## TASK INPUT
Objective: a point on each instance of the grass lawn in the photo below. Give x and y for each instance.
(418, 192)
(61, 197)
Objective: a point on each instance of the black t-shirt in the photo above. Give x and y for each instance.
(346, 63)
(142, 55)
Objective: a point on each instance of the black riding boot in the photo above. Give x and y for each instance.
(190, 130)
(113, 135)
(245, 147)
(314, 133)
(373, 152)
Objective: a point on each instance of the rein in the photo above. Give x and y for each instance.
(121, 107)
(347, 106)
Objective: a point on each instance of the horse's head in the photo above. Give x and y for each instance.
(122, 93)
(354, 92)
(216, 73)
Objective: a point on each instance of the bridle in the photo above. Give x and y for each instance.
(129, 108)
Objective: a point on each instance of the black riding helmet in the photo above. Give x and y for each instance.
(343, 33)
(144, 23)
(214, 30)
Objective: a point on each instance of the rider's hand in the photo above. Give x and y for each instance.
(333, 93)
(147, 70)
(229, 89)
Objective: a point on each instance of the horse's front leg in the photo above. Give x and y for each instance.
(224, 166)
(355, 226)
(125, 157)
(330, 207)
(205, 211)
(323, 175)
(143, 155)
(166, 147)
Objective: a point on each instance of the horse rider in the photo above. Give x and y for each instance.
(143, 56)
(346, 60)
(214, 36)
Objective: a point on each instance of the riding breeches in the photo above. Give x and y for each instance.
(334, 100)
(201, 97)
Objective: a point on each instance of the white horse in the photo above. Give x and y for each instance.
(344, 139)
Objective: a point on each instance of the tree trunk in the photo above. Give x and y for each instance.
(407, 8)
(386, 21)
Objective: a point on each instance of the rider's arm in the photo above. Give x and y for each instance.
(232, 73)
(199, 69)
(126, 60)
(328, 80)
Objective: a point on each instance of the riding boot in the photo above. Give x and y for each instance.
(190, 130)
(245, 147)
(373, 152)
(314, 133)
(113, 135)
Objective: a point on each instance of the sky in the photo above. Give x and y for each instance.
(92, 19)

## WHAT THE TASK REQUIRES
Copy every one of the records above word for word, keeping their order.

## FULL OUTPUT
Objective: a point on each instance of the grass lawn in the photo below. Give x and y for each instance.
(418, 192)
(61, 197)
Objective: a point on each instance of the black t-shirt in the photo above. Give x and y for each instance.
(346, 63)
(142, 55)
Objective: a point on each instance of the black riding boot in the photo above. Give x and y for each instance.
(190, 130)
(113, 135)
(245, 147)
(314, 133)
(373, 152)
Objective: a point on each instance of the rein in the photo above. Give x and y for each instance.
(121, 107)
(347, 106)
Objective: a point on each instance of the horse's head in the photo above. Give x and y for each instance.
(122, 93)
(354, 92)
(216, 73)
Objective: a point on each instance of the bridle in the photo above. Give x and y for each instance.
(129, 108)
Objective: a point on each instance of the black riding helmet in the photo above. Give x and y for each instance.
(343, 33)
(144, 23)
(214, 30)
Objective: a point on each instance of the rider's hand in the photo above. Give x and y for each instance.
(333, 93)
(147, 70)
(229, 89)
Objective: a point on each instance of the horse's front leg in the photo above. Give x and y for each instance.
(224, 166)
(355, 226)
(125, 157)
(330, 207)
(205, 211)
(323, 175)
(143, 155)
(166, 147)
Objective: a point on each instance of the horse rider in the photo above. Give x and y for each instance.
(143, 56)
(346, 60)
(214, 36)
Objective: a point on each instance of the riding breeches in the photo above. Give x and y for each instance.
(334, 100)
(201, 97)
Objective: a point on each instance of the white horse in the photo above. Give x and y for each instance.
(344, 139)
Objective: a point on each instance of the tree trunk in the photo above. Give x and y for each instance.
(407, 8)
(386, 21)
Objective: a point on each instance of the rider's arm in the photo above. Give x and y for each instance.
(232, 73)
(199, 69)
(126, 60)
(328, 80)
Objective: a point on each instance of the riding boot in the photo above. Give x and y for each instance.
(190, 130)
(245, 147)
(373, 152)
(314, 133)
(113, 135)
Objective: a point on each instance of the sky in the photo above. Give x and y for each instance.
(92, 19)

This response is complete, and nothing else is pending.